→ **What is expected**:
Copy every row below word for word, leaving out the pictures.

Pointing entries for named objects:
========

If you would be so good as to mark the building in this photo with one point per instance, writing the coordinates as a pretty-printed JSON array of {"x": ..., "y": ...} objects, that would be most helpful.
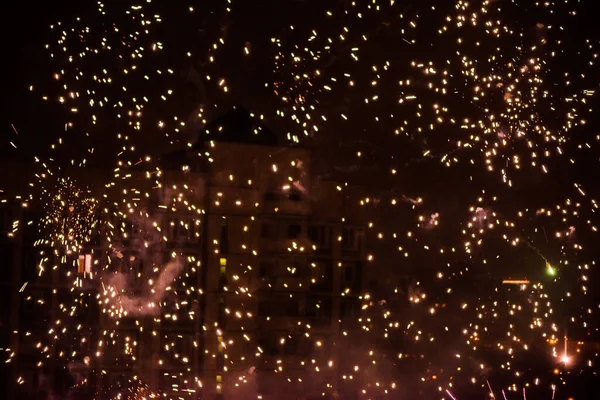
[{"x": 257, "y": 265}]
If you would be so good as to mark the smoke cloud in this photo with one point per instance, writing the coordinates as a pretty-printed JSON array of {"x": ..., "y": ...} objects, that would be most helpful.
[{"x": 147, "y": 304}]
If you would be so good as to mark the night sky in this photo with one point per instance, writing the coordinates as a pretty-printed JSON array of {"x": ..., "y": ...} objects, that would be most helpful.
[{"x": 476, "y": 145}]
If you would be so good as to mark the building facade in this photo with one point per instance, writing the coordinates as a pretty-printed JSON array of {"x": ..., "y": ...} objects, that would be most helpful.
[{"x": 238, "y": 275}]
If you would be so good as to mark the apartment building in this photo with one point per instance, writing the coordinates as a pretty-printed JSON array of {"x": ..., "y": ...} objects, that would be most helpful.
[{"x": 273, "y": 261}]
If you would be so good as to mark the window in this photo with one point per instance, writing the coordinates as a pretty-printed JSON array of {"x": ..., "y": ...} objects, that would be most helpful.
[
  {"x": 265, "y": 269},
  {"x": 318, "y": 308},
  {"x": 318, "y": 272},
  {"x": 264, "y": 308},
  {"x": 271, "y": 195},
  {"x": 84, "y": 264},
  {"x": 320, "y": 235},
  {"x": 350, "y": 239},
  {"x": 224, "y": 236},
  {"x": 267, "y": 231},
  {"x": 348, "y": 274},
  {"x": 295, "y": 195},
  {"x": 294, "y": 231},
  {"x": 349, "y": 310}
]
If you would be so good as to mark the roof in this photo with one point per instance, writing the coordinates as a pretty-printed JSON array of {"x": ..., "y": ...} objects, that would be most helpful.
[{"x": 238, "y": 125}]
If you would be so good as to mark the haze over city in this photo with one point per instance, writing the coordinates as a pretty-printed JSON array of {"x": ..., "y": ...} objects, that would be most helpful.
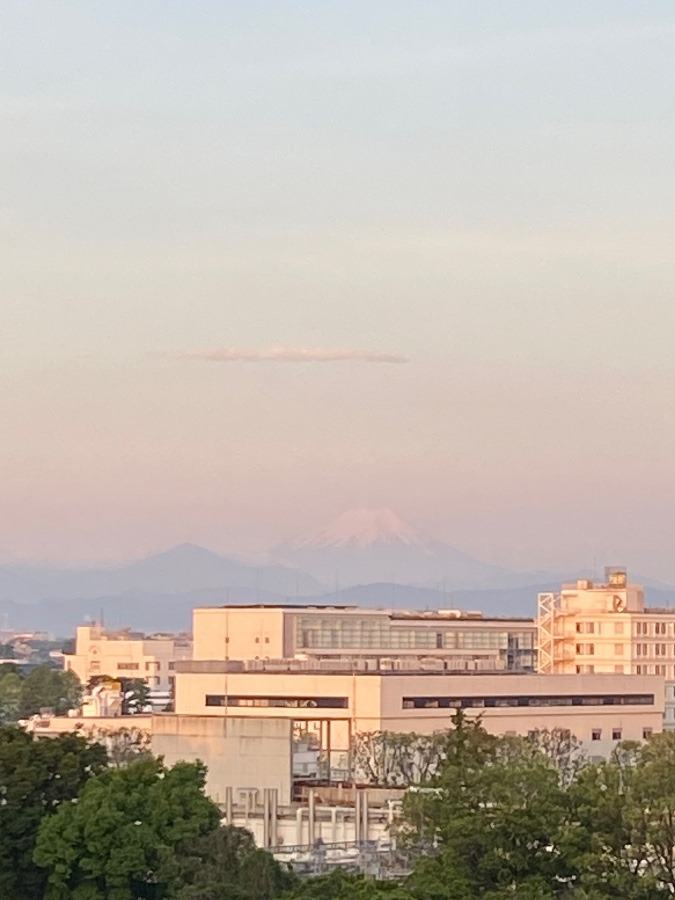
[{"x": 268, "y": 262}]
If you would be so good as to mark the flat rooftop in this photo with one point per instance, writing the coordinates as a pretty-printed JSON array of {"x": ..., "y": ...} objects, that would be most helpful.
[{"x": 441, "y": 615}]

========

→ **Exercise output**:
If you would be so good as to mark the building in this photo with one point per instance, writing the coordinates as a pretty-printed JSON array of {"x": ..., "y": ...} objects, that would be most helpful.
[{"x": 257, "y": 265}]
If you would be so good as to mark the smoke cloud in this photo with one point per instance, writing the coordinates as a pretty-printed JSON array of {"x": ..., "y": ...} objects, that would be most helpful.
[{"x": 147, "y": 304}]
If you would be so good as to mark the night sky in this photo with one point per instance, writing the coordinates as a pretty-printed JSON array of {"x": ..., "y": ...} objects, that would be most helpful.
[{"x": 476, "y": 145}]
If you would be so good as to mark the building facade in this photo with one point per instance, writing the coordinates as a pretty-printed JSON array of {"x": ..., "y": ...} objects, that would be most helpful.
[{"x": 238, "y": 275}]
If you would be so good as to mark the apartment building in this photo with one point per instance, writing the coordinates as a pretty-printed JSON array of {"x": ..., "y": ...} objects, that would be most helpful.
[{"x": 273, "y": 261}]
If you would be so good as to mark the window in this photo with one point per instance, writing the coordinates as a pretty-printed JSON array of {"x": ..., "y": ...} objects, that would be most helpful.
[
  {"x": 265, "y": 269},
  {"x": 318, "y": 308},
  {"x": 318, "y": 272},
  {"x": 264, "y": 308},
  {"x": 271, "y": 195},
  {"x": 84, "y": 264},
  {"x": 320, "y": 235},
  {"x": 350, "y": 239},
  {"x": 224, "y": 236},
  {"x": 267, "y": 231},
  {"x": 348, "y": 274},
  {"x": 295, "y": 195},
  {"x": 294, "y": 231},
  {"x": 349, "y": 310}
]
If you would be so good as to mark the roof in this photo with one point per instance, writing the coordinates as a pretty-printed JSON array of {"x": ..., "y": ...} objects, that would be most helpful.
[{"x": 238, "y": 125}]
If you would be so good as to mark the haze over city in this photo with one point per instance, writing the coordinates as a pretty-printed JSON array of {"x": ..., "y": ...} objects, that would be most helpful.
[{"x": 268, "y": 262}]
If you would be so good as to mark the flat rooftop in this photo with one point per instance, writing the coordinates as a pretty-printed JSON array of {"x": ..., "y": ...} objects, that would be most helpful.
[{"x": 441, "y": 615}]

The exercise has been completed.